Write out all of the entries exactly, please.
[START Stored data]
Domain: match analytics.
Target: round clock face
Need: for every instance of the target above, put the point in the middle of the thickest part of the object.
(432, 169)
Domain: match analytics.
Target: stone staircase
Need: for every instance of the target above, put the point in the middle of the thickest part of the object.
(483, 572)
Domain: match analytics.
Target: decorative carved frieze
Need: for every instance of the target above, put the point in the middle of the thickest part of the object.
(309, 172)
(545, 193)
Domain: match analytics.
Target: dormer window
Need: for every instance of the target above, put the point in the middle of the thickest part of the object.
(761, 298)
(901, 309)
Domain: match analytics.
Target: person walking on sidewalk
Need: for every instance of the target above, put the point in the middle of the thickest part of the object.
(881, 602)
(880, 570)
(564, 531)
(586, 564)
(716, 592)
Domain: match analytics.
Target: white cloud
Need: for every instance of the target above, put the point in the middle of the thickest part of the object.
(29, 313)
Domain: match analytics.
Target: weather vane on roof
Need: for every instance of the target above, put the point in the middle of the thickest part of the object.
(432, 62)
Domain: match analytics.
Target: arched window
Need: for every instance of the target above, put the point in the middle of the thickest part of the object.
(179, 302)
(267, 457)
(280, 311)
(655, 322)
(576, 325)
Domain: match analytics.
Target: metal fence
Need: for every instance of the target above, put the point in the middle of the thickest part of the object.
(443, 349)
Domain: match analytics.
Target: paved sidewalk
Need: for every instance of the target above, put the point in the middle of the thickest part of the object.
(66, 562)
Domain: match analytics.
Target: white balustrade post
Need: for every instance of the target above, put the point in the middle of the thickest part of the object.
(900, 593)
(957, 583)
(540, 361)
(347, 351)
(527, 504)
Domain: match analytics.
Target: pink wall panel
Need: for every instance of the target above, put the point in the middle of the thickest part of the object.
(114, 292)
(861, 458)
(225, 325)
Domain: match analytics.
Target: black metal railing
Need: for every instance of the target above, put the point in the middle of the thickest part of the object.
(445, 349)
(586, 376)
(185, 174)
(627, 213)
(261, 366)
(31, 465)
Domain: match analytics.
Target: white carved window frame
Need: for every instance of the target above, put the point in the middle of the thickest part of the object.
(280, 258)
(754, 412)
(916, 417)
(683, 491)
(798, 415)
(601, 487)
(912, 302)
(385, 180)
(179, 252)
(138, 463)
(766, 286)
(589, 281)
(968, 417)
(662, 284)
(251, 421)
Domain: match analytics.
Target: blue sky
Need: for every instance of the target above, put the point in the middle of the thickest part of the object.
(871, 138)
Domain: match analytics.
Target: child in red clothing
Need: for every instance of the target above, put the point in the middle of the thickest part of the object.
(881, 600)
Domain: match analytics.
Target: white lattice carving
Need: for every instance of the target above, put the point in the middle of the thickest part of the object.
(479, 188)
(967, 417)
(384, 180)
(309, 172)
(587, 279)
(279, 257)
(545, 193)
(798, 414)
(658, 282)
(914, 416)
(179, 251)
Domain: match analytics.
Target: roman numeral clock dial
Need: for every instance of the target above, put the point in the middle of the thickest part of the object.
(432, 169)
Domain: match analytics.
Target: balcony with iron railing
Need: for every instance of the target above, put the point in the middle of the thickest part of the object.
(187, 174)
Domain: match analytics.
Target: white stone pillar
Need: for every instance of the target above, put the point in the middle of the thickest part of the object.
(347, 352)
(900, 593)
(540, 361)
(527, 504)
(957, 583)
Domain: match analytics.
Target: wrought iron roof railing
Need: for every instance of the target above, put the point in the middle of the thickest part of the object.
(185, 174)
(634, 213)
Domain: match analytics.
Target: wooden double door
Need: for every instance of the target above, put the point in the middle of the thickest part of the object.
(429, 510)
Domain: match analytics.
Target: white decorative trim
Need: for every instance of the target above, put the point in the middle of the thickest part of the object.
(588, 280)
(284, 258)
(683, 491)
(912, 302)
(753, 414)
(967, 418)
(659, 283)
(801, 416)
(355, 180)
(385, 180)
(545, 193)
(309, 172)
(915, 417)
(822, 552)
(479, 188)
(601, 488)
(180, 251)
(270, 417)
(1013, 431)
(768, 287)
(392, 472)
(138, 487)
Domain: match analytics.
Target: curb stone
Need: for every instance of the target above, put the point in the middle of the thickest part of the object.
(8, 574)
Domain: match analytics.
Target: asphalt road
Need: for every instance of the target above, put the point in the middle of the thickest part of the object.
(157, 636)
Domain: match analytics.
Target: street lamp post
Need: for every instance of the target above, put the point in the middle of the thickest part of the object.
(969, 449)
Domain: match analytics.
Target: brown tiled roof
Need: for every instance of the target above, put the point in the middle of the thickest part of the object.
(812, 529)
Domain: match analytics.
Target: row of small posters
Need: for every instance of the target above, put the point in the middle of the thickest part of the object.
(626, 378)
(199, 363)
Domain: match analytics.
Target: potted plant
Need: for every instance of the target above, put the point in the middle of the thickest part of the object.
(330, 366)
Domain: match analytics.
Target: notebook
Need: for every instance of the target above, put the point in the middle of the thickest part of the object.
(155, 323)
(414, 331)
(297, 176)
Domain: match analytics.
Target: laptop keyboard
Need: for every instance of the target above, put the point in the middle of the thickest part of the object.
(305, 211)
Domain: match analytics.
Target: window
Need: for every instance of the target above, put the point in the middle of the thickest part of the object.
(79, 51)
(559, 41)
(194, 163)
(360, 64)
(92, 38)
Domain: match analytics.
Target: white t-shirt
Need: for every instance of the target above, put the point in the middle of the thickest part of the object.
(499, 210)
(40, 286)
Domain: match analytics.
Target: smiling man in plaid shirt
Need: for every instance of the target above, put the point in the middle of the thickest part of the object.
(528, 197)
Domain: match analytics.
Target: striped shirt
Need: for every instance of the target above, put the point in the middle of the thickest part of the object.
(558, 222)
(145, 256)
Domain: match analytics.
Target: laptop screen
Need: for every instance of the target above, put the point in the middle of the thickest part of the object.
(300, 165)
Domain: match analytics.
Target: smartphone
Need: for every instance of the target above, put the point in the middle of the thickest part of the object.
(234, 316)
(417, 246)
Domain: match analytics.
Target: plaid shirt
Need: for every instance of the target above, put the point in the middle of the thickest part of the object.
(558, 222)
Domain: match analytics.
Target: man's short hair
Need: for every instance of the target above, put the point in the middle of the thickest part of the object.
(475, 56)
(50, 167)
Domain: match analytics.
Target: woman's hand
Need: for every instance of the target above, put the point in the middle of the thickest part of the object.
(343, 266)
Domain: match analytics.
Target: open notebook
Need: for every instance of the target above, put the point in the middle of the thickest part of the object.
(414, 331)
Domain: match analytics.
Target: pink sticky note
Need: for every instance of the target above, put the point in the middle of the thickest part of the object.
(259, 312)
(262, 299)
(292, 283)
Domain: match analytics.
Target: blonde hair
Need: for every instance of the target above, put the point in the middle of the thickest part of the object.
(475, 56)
[END Stored data]
**Answer:**
Domain: match analytics.
Target: round clock face
Need: for every instance of the target above, put the point in the middle of the thickest part of the object.
(432, 169)
Domain: match analytics.
Target: stone staircase
Need: for every instance of the target above, put the point in the middle of the thickest part of the object.
(483, 572)
Domain: match analytics.
Target: decorative carved frieze
Need: for every instance of the target above, put the point in the middle of the thickest part of the object.
(309, 172)
(545, 193)
Domain: match analytics.
Target: dormer window
Need: for every instance of the target above, put the point in the middle of the thickest part of the object.
(761, 298)
(901, 309)
Domain: match analytics.
Target: person walking on sidewalk
Need: for every instance of the target above, put the point in the middle of the thickest part of the object.
(881, 602)
(880, 570)
(564, 531)
(586, 564)
(716, 592)
Domain: match analytics.
Target: white cloud
Need: for every instance of the target above, put the point in the middle of the thickest part of the object.
(29, 313)
Domain: match analytics.
Target: weather vane on roof
Need: for every instance of the target above, put the point in the middle of the thickest part of the object.
(432, 62)
Domain: match analytics.
Target: arched window
Need: for every instance of the target above, put the point in the middle of the thickest part of the object.
(179, 302)
(267, 457)
(280, 311)
(655, 322)
(576, 325)
Domain: match analytics.
Target: metal fence
Need: for every instance of the target above, put the point in the middle of the thickest part of the object.
(443, 349)
Domain: match analytics.
Target: paved sidewalk
Need: for every instance of the target above, put the point in the middle of the thickest part of the object.
(66, 562)
Domain: match analytics.
Target: white balustrade post
Need: for every instance of the target above, put the point in the middle of the thickest part of the object.
(900, 593)
(957, 583)
(540, 361)
(347, 351)
(527, 504)
Domain: match analytics.
Target: pink wall panel
Need: for every instance of the target above, put the point in the middle of the thickest part of the object.
(114, 292)
(861, 458)
(225, 325)
Domain: match analytics.
Target: black metal railing
Need: for every instance of the target above, put the point in the middle of the thickest part of the object.
(445, 349)
(586, 376)
(185, 174)
(627, 213)
(261, 366)
(31, 465)
Domain: match analytics.
Target: white carved window frame
Need: for every instance of the target above, put the point in the middle of the thickest part of the object.
(280, 258)
(754, 412)
(916, 417)
(683, 491)
(798, 415)
(601, 487)
(912, 302)
(385, 180)
(179, 252)
(138, 463)
(766, 286)
(589, 281)
(968, 417)
(662, 284)
(251, 421)
Domain: match analytics.
Target: blue sky
Need: for every instance of the target above, put the point in the middle of the thickest part of the object.
(871, 138)
Domain: match analytics.
Target: child in red clothing
Need: for every instance of the target above, put the point in the middle of the thickest part of the object.
(881, 600)
Domain: match analytics.
Target: white lattice carving
Need: for every instance of the target above, put the point in the middle of the thickest part of the object.
(479, 188)
(967, 417)
(384, 180)
(309, 172)
(587, 279)
(279, 257)
(545, 193)
(798, 414)
(658, 282)
(914, 416)
(179, 251)
Domain: match analytics.
Target: roman numeral clock dial
Need: for every instance of the target above, put the point in the middle of the thickest part of the object.
(432, 169)
Domain: match analytics.
Target: balcony with iron railing
Need: for every instance of the target above, put the point in the middle of the thickest part of the object.
(187, 174)
Domain: match analytics.
Target: white stone pillar
Need: for every instance of the target above, put the point in the middle of the thickest part of the object.
(347, 352)
(900, 593)
(540, 361)
(527, 504)
(957, 583)
Domain: match analytics.
Target: wrought iron roof railing
Need: for every instance of the target above, put the point in the middle of the thickest part of the object.
(185, 174)
(634, 213)
Domain: match analytics.
Target: wooden double door
Need: for every instance of the target above, put the point in the middle of the thickest part of the object.
(429, 510)
Domain: match analytics.
Target: white decorative trim
Need: for every instance of the target above, put the point in the middle of the thickest part of the object.
(588, 280)
(284, 258)
(683, 491)
(912, 302)
(753, 414)
(967, 418)
(659, 283)
(801, 416)
(355, 180)
(385, 180)
(545, 193)
(309, 172)
(915, 417)
(822, 552)
(479, 188)
(601, 488)
(180, 251)
(270, 417)
(1013, 431)
(768, 287)
(392, 472)
(138, 487)
Domain: match analytics.
Target: curb stone
Need: for every instance of the target above, put the point in the middle of the thickest part of the object.
(8, 574)
Domain: match analytics.
Target: asphalt road
Need: for every instance of the target above, put the point in the middle of the thickest part of the object.
(157, 636)
Domain: match analytics.
Target: street lamp post
Need: for every instance of the target above, put the point in the middle of the thickest part of the object.
(969, 449)
Domain: match analytics.
Target: brown tiled roof
Need: for every instance of the target above, put the point in the middle of the thickest part of the object.
(812, 529)
Domain: match analytics.
Target: row of small posters
Need: for every instance of the target above, put the point in the middle of the thickest part of the object.
(626, 378)
(199, 363)
Domain: match analytics.
Target: potted plant
Need: for every instance of the target above, put the point in the middle of the thickest part of the object.
(330, 366)
Domain: match analytics.
Target: notebook
Need: for every instance of the target above, put the point in the middle of the thickest part of the object.
(155, 323)
(414, 331)
(297, 176)
Domain: match analytics.
Target: laptop keyboard
Need: for every instance of the target above, put the point in the middle of the thickest part of the object.
(305, 211)
Domain: match analytics.
Target: window
Need: for every instance of the target above, put the point in the middle of the thickest part of the object.
(79, 51)
(559, 41)
(194, 163)
(360, 64)
(92, 38)
Domain: match analytics.
Target: white t-shirt
Need: for every instance of the target above, put the point in the middle of the thickest part of the object.
(499, 210)
(40, 286)
Domain: match analytics.
Target: smiling man in plaid shirt
Need: for every instance of the target above, put the point in the middle of the thickest part of the object.
(528, 197)
Domain: match analytics.
Target: striped shirt
Need: for every instance of the target above, put the point in the middle of the thickest part of the object.
(558, 222)
(145, 256)
Domain: match analytics.
Target: laptop screen
Need: for every instance of the target above, put the point in the middle of the thickest part of the object.
(300, 165)
Domain: match analytics.
Target: smartphone
Need: for every instance of the target above, put the point in the middle of the thickest part of the object.
(234, 316)
(417, 246)
Domain: match analytics.
Target: plaid shirt
Need: for every instance of the target above, put the point in the middle of the thickest part of the object.
(558, 222)
Domain: match analytics.
Target: man's short hair
Need: for every instance of the target above, put the point in the middle of the thickest part of the object.
(475, 56)
(50, 167)
Domain: match analytics.
Target: woman's hand
Need: for every instance of the target above, put the point in the middle of the thickest part of the object.
(343, 266)
Domain: match analytics.
Target: open notebook
Need: for every instance of the target above, put the point in the middle of the thickest part of the object.
(414, 331)
Domain: match analytics.
Target: pink sticky note
Need: for every instance of the target above, put the point in the middle of the thickest part of the object.
(259, 312)
(262, 299)
(292, 283)
Domain: match analytics.
Target: blonde hair
Need: for every instance of the target above, put the point in the middle of the thickest part of the object.
(475, 56)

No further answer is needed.